===== Bloque de texto =====

Durante muchos, muchos años, el periodismo ha sido, fundamentalmente, explicar historias humanas. Tanto es así que muchos de los periodistas más importantes han surgido de este subgénero siempre a caballo entre el ansia informativa de los directores por ofrecer la última noticia, el periodista de raza por presentar a sus lectores la mejor y más amplia información posible y el rigor sin el cual un medio de comunicación carece de credibilidad y pierde su capacidad de influir en la sociedad y actuar entre sus lectores como prescriptor de lo que se debe saber. No es una ecuación fácil y la velocidad de la información actual obliga a correr más riesgos que antaño pero, al mismo tiempo, es una gozada poder interactuar con tus lectores en una historia felizmente resuelta como la de Martina Alemany, hallada sana y salva por la policía autónoma vasca, la Ertzaintza, en San Sebastián, 36 horas después de que se le hubiera perdido la pista en Barcelona.
El caso de Martina no es único y como muy bien han explicado los Mossos, en el último año se han producido unas 1.400 denuncias de desapariciones de jóvenes en edad adolescente. La gran mayoría han sido voluntarias y casi en la mitad de los casos se han resuelto con el retorno al domicilio familiar a las pocas horas. ¿Qué tiene de diferente entonces el caso de Martina? La enorme fuerza de las redes sociales y, sobre todo, la implicación de la familia y de su núcleo más próximo convirtiendo la desaparición en el caso del día. Igual que se viralizan vídeos u otro tipo de noticias, algo tan sencillo de entender como la solidaridad de la especie humana y la unión ante un drama que puede suceder en cualquier familia acabó elevando la situación a tema del día. Todo el mundo buscaba a Martina, no solo la policía.

===== Extractos del material =====

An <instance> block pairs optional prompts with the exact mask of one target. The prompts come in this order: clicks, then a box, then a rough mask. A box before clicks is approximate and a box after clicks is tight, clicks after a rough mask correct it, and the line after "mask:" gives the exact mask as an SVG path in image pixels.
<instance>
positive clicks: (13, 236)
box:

=====
===== Extractos del material =====

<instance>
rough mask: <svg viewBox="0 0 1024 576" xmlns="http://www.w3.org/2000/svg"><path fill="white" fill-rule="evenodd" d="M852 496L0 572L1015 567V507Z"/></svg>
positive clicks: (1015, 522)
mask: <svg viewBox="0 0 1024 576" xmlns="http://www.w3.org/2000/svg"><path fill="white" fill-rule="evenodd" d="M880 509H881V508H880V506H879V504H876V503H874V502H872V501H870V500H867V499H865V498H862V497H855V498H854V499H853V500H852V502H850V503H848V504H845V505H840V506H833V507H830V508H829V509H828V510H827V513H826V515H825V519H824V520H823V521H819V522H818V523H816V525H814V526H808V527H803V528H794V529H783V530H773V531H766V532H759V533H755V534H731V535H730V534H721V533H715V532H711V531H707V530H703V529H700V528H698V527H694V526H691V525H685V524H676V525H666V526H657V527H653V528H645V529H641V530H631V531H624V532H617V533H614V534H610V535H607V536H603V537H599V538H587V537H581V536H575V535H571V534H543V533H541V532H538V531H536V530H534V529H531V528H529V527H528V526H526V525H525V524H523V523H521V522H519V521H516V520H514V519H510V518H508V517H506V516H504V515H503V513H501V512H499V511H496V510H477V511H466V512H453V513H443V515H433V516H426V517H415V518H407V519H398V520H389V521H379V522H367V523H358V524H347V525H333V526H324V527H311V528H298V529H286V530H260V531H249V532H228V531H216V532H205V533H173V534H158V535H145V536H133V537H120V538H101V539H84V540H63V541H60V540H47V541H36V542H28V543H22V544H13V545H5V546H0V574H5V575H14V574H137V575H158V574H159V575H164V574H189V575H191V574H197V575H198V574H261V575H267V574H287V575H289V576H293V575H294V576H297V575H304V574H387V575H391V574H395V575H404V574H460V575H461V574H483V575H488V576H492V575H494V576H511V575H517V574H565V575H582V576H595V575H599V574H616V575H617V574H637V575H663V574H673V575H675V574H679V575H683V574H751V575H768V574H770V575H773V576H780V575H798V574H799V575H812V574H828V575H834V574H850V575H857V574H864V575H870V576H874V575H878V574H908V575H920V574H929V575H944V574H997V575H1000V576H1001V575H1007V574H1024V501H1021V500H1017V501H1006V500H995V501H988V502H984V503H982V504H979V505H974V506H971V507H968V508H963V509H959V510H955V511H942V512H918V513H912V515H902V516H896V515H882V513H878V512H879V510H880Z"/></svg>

=====
===== Extractos del material =====

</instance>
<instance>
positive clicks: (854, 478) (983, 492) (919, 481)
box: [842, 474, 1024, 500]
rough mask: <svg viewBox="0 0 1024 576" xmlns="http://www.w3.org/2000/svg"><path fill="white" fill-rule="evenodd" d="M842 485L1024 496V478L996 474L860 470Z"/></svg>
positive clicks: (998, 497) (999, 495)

=====

◆ Tareas requeridas
a) Indica si cada afirmación coincide con el texto sobre la desaparición de Martina Alemany y responde sí o no, citando textualmente las palabras que lo deciden: (i) Martina fue encontrada por la Ertzaintza en San Sebastián; (ii) según los Mossos, en el último año hubo unas 1.400 denuncias de desapariciones de adolescentes; (iii) la mayoría de esas desapariciones fueron involuntarias.
b) Según el texto sobre la desaparición de Martina Alemany, ¿por qué su caso se distinguió de las demás desapariciones de adolescentes? Responde en una a tres oraciones.
c) Continúa el texto sobre la desaparición de Martina Alemany a partir de su última oración.
El material no tiene ninguna relación con el texto sobre la desaparición de Martina Alemany.

◆ Lista de respuestas
a)
(i) Sí: «hallada sana y salva por la policía autónoma vasca, la Ertzaintza, en San Sebastián».
(ii) Sí: «en el último año se han producido unas 1.400 denuncias de desapariciones de jóvenes en edad adolescente».
(iii) No: «La gran mayoría han sido voluntarias».

b) Su caso se distinguió por la enorme fuerza de las redes sociales. También influyó, sobre todo, la implicación de la familia y de su núcleo más próximo, que convirtieron la desaparición en el caso del día.

c)
Al final, las grandes tragedias no nos importan tanto por los números fríos de lo que ha sucedido sino por una serie de historias individuales que nos aproximan a los que han padecido la desgracia. Gemma Liñán nos ha hecho vivir en El Nacional el caso de Martina con los recursos de un medio joven pero con una ambición informativa muy superior a los pocos meses de vida que tenemos. Hoy en día, los periódicos ya no escogemos los temas que interesan a nuestros lectores. Entre otras cosas, por el uso exagerado que el periodismo ha hecho de querer tener su propia agenda al margen del interés de los lectores. El periodismo sólo volverá a interesar a la gente y ser un instrumento necesario para la sociedad si su menú informativo no acaba secuestrado en un despacho. La historia de Martina y su final feliz también ha servido para eso.